--- START OF Records supplied ---
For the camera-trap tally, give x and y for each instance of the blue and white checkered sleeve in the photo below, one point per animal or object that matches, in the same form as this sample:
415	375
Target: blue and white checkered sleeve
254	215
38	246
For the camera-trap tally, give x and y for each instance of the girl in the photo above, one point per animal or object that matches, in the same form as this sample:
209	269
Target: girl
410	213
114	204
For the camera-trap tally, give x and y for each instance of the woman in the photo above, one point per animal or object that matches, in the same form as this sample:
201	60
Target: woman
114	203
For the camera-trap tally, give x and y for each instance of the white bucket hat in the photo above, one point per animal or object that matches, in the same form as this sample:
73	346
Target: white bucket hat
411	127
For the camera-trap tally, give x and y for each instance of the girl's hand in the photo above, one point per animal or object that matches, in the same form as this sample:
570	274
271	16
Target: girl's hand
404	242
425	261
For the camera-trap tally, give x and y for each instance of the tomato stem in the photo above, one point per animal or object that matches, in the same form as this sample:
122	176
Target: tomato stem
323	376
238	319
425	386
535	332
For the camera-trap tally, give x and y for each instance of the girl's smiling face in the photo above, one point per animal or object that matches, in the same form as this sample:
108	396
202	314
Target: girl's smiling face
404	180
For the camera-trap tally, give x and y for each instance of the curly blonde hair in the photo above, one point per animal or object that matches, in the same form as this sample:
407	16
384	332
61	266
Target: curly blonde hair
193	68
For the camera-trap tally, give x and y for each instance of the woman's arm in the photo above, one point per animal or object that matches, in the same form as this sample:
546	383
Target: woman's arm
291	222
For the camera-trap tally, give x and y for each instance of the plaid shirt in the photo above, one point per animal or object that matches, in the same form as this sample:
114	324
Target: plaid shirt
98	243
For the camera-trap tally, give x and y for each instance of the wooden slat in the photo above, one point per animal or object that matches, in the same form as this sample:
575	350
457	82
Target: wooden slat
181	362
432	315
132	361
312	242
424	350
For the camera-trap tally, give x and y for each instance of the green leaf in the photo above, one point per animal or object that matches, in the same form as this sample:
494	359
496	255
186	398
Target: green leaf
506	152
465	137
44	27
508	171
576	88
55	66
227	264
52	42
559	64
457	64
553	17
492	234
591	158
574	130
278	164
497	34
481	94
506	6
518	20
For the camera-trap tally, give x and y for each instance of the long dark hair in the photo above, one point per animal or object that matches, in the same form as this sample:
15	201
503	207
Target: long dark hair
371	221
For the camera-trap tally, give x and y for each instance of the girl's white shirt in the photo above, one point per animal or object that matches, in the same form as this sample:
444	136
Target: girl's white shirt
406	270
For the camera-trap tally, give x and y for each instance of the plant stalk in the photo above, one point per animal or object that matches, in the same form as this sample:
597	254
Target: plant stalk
--- END OF Records supplied ---
§ **What the task asks**
Reproduce each entry word for word.

§ **Result of the exercise**
For the camera-trap tally, give x and y for each instance of the blue and white checkered sleeve in the photo below, one point per animal or object that matches, in the same form as this sample:
415	375
Target: blue and white checkered sleeve
254	215
38	246
For the camera-trap tally, give x and y for each instance of the girl in the photo above, one point per animal or object that matches, in the same form as this sample:
209	269
Target: girl
410	213
114	204
For the camera-trap tally, give x and y for each instance of the woman in the photo above, one point per animal or object that matches, in the same form as this sample:
201	60
Target: woman
114	203
For the camera-trap tally, give x and y for each instance of the white bucket hat in the photo above, one point per animal or object that matches, in the same form as this sample:
73	346
Target: white bucket hat
411	127
For the camera-trap tally, give x and y for each instance of the girl's hand in the photo above, one point per animal or object that matches, in the same form as this sample:
570	274
271	16
Target: girl's hand
404	242
425	261
For the camera-trap tally, give x and y for each instance of the tomato stem in the photo above, one point per animal or object that matches, in the same form as this sample:
122	176
Target: tomato stem
323	376
238	319
425	386
535	332
For the camera-trap tally, give x and y for each instance of the girl's smiling face in the photo above, one point per animal or object that matches, in the same form as this sample:
108	396
202	314
Target: girl's smiling face
404	180
For the camera-trap tally, give x and y for each instance of the curly blonde hair in the photo above, one point per animal or object that matches, in the same form as this sample:
407	16
384	332
61	266
Target: curly blonde hair
193	68
For the camera-trap tally, give x and y for each instance of the woman's arm in the photo above, one point per animal or object that matches, in the same form as this sample:
546	383
Target: woman's arm
291	222
For the camera-trap tally, give x and y for each instance of the plaid shirt in the photo above, one point per animal or object that matches, in the same form as this sample:
114	324
Target: plaid shirt
98	243
For the camera-trap tally, give x and y for each instance of the wooden slat in the photo above, one point per animal or object that matches, in the same form as this sample:
575	350
457	82
Target: wooden slat
181	362
432	315
132	361
312	242
424	350
For the camera-trap tally, give x and y for each instance of the green leaf in the photo above, one point per animal or object that matches, in the same form as this sample:
494	359
496	255
186	398
Target: green leaf
506	152
465	137
44	27
508	171
576	88
55	66
227	264
52	42
559	64
457	64
553	17
492	234
591	158
574	130
278	164
497	34
481	94
506	6
518	20
For the camera-trap tally, give x and y for each instance of the long dark hair in the photo above, one point per animal or object that matches, in the same form as this sample:
15	201
503	207
Target: long dark hair
371	221
For the camera-trap tally, give x and y for each instance of the girl's white shirt in the photo above, one point per animal or object that matches, in the same form as this sample:
444	136
Target: girl's white shirt
406	270
For the camera-trap tally, give x and y for each instance of the plant stalk in the photo above, one point per animal or object that matches, in the same form as this sample:
597	254
Target: plant stalk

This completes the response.